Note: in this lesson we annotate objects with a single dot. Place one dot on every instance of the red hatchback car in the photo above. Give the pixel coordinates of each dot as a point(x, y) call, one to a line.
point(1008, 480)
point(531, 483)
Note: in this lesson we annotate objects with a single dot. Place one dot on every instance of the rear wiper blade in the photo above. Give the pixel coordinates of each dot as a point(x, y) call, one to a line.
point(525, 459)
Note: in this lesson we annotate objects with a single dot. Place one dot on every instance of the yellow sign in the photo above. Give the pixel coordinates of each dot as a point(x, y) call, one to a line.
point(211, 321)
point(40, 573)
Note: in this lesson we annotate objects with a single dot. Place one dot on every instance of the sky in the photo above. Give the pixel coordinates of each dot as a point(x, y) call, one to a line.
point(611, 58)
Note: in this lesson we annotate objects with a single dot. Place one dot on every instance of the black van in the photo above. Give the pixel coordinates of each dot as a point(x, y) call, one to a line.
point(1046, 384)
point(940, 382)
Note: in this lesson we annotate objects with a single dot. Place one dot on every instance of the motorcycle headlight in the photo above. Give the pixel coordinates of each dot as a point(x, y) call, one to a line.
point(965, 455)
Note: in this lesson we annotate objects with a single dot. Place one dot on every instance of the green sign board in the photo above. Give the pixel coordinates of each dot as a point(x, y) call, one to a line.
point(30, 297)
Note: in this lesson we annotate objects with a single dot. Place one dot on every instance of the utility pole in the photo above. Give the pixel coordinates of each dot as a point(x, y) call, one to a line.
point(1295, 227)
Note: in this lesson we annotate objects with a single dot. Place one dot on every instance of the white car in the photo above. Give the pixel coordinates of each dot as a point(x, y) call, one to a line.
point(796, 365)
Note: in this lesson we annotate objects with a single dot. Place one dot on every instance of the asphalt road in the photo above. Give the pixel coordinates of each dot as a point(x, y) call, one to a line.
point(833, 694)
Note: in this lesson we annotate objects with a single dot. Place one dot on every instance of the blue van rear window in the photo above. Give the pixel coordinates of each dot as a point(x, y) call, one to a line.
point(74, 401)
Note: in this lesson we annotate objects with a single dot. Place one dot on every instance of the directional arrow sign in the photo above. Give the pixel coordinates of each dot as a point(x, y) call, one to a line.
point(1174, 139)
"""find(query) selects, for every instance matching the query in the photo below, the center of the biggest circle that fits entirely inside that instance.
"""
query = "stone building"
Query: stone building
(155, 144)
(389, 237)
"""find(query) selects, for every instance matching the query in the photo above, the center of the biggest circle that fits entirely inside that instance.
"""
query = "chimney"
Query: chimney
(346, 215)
::::::
> **EXERCISE DESCRIPTION**: When a line contains the string "fits", copy it from the records.

> **WRITTEN SOLUTION**:
"""find(query) selects, for every instance matching the query in the photo below, the center of the biggest circle that fits entirely inside that instance.
"""find(query) selects, for every instance matching the query in the photo above, the center of the biggest circle that fits entirely inside that instance.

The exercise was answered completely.